LISTED RECORDS Block Start

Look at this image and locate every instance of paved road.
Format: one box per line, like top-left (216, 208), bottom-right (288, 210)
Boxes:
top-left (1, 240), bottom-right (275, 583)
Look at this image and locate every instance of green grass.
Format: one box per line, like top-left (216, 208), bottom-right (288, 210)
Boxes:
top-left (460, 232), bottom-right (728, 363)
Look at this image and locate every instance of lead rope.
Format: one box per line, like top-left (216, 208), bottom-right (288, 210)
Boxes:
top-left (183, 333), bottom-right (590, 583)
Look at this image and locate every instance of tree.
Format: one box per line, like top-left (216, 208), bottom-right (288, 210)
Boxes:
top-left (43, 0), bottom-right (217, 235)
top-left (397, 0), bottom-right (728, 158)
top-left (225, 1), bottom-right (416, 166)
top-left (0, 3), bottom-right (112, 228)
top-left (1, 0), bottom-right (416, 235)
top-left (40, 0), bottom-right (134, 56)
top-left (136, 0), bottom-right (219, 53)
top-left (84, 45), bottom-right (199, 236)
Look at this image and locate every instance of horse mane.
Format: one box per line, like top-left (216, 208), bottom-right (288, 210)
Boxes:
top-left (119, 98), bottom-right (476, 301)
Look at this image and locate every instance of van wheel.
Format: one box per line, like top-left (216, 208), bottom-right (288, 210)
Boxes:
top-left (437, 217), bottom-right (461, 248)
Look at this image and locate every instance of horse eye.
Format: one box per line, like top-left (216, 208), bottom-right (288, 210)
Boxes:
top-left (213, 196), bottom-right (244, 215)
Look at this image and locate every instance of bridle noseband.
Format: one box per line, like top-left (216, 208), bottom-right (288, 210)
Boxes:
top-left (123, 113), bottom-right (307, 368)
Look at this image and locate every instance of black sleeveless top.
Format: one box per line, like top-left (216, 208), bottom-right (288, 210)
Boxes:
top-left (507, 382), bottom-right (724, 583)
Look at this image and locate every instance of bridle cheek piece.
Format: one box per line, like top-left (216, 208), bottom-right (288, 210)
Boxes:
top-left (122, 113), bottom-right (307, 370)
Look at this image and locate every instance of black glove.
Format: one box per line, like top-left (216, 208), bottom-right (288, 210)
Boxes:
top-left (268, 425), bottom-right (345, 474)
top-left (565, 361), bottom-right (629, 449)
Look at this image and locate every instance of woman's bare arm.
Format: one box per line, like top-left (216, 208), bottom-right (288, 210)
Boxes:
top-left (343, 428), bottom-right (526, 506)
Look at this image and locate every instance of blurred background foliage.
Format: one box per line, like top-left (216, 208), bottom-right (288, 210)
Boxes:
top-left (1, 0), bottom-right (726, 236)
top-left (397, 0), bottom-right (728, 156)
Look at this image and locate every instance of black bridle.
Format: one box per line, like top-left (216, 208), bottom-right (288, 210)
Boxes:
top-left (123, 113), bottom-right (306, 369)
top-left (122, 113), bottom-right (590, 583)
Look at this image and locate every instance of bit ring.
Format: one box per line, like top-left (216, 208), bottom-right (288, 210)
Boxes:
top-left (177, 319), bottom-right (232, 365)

LISTED RECORDS Block End

# EXERCISE DESCRIPTION:
Return the data in full, exactly as it appears above.

# OUTPUT FOR THIS TASK:
Look at this image and locate every instance of paved road.
Format: one box per line, like top-left (216, 208), bottom-right (288, 210)
Boxes:
top-left (1, 240), bottom-right (275, 583)
Look at this image and locate every instance of green grass.
Format: one box per line, like top-left (216, 208), bottom-right (288, 210)
Boxes:
top-left (460, 232), bottom-right (728, 363)
Look at this image and locate every instance of lead rope.
Format: one box per line, like top-left (216, 208), bottom-right (288, 210)
Boxes:
top-left (183, 333), bottom-right (590, 583)
Look at this image and locate every instance of tree.
Format: one box per line, like top-left (216, 208), bottom-right (288, 210)
Boxes:
top-left (43, 0), bottom-right (217, 235)
top-left (397, 0), bottom-right (728, 158)
top-left (225, 1), bottom-right (416, 166)
top-left (0, 3), bottom-right (112, 228)
top-left (1, 0), bottom-right (416, 235)
top-left (40, 0), bottom-right (134, 56)
top-left (136, 0), bottom-right (219, 53)
top-left (84, 45), bottom-right (199, 236)
Look at this image and locate every instance of horse mane.
Format: one box per line, like top-left (216, 208), bottom-right (288, 210)
Boxes:
top-left (119, 98), bottom-right (476, 301)
Look at this image and locate every instance of van wheel.
Format: one box per line, like top-left (216, 208), bottom-right (288, 210)
Boxes:
top-left (437, 217), bottom-right (461, 248)
Look at this image and locate every instance of horse eye.
Format: one box per line, like top-left (216, 208), bottom-right (288, 210)
Boxes:
top-left (213, 196), bottom-right (244, 215)
Look at this image and locate every instance of bridle noseband.
Format: one box per line, like top-left (216, 208), bottom-right (288, 210)
Boxes:
top-left (123, 113), bottom-right (307, 368)
Look at this image and locate every instance of black sleeveless top.
Format: one box per line, like top-left (216, 208), bottom-right (288, 210)
Boxes:
top-left (507, 382), bottom-right (724, 583)
Look at this image and locate every instance of bridle cheek piece.
Format: one box per line, like top-left (216, 208), bottom-right (288, 210)
Boxes:
top-left (122, 113), bottom-right (307, 370)
Look at this image and locate every instance of black glove.
Format: one box per line, like top-left (216, 208), bottom-right (288, 210)
Boxes:
top-left (268, 425), bottom-right (345, 474)
top-left (565, 361), bottom-right (629, 449)
Look at this image and locate every instance of woman's bare arm.
Format: one box per line, like top-left (216, 208), bottom-right (288, 210)
Boxes:
top-left (343, 428), bottom-right (526, 506)
Look at this image and locate every instance of blurred background foliage.
Format: one box per line, like top-left (216, 208), bottom-right (288, 210)
Boxes:
top-left (1, 0), bottom-right (726, 236)
top-left (397, 0), bottom-right (728, 156)
Look at this image and locate every instance of black bridle.
Format: one box per line, like top-left (216, 208), bottom-right (288, 210)
Boxes:
top-left (123, 113), bottom-right (306, 369)
top-left (122, 113), bottom-right (590, 583)
Look at this image and locate every instance of bit ring.
Format: one box per line, like top-left (216, 208), bottom-right (288, 210)
Boxes:
top-left (177, 319), bottom-right (232, 365)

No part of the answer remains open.